Find the line containing "of the aluminum", then output it and every line after it through the end of the listing below, exactly as written.

(Data to use begins)

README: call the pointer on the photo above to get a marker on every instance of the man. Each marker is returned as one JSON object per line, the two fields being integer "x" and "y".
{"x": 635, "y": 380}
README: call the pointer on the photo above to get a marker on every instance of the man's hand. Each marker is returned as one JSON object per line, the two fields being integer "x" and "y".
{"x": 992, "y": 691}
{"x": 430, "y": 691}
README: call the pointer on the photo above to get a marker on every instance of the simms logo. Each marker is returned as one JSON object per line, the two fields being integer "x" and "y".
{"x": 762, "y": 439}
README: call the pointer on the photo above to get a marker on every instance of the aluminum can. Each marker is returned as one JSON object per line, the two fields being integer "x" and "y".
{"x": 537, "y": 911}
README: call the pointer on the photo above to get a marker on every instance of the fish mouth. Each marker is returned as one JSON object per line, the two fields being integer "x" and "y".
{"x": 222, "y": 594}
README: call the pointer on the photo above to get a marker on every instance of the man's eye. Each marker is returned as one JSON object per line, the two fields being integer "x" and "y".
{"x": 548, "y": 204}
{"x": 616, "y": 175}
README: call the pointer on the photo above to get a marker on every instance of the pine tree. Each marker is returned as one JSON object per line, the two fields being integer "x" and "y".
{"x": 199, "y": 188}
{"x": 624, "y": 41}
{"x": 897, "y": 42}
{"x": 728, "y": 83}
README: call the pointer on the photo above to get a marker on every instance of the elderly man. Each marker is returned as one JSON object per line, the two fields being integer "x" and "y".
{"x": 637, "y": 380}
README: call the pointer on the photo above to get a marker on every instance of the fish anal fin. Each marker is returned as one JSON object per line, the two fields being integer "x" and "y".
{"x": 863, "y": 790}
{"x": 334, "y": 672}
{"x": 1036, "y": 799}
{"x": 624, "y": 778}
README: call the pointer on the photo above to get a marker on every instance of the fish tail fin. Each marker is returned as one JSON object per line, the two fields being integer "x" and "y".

(Data to use ends)

**Expected answer**.
README: call the pointer on the photo above to get a marker on every instance of the aluminum can. Each marker is returned as one JSON object per line, the two fields being integer "x" and "y".
{"x": 537, "y": 911}
README: call the pointer on the photo above to get a marker on every instance of the fish mouth. Each marker is returned as one JSON object per line, the two fields being integer "x" and "y".
{"x": 222, "y": 594}
README: call the pointer on the photo above to get a marker on every instance of the man's eye. Each marker is returned as one JSON object per line, the two fields being integer "x" and "y".
{"x": 548, "y": 204}
{"x": 616, "y": 175}
README: call the pointer on the photo above to get a marker on every instance of the pine tree. Each marker is returned as one JSON object per line, the two fields being integer "x" and "y".
{"x": 199, "y": 188}
{"x": 624, "y": 41}
{"x": 897, "y": 42}
{"x": 728, "y": 83}
README: call the pointer on the photo above to get a marker on every instance of the elderly man. Each marker is returned as one JSON object per line, the two fields being integer "x" and "y".
{"x": 637, "y": 380}
README: call the pointer on the photo above to get a marker on every instance of the fish anal fin. Each marker is returned as one JSON object per line, the two fields being integer "x" and "y".
{"x": 863, "y": 790}
{"x": 334, "y": 672}
{"x": 1036, "y": 799}
{"x": 624, "y": 778}
README: call the pointer on the photo above to get a marker on every instance of the fish tail fin. Each marker is returned as one JSON object per line, the two fields being integer "x" and "y".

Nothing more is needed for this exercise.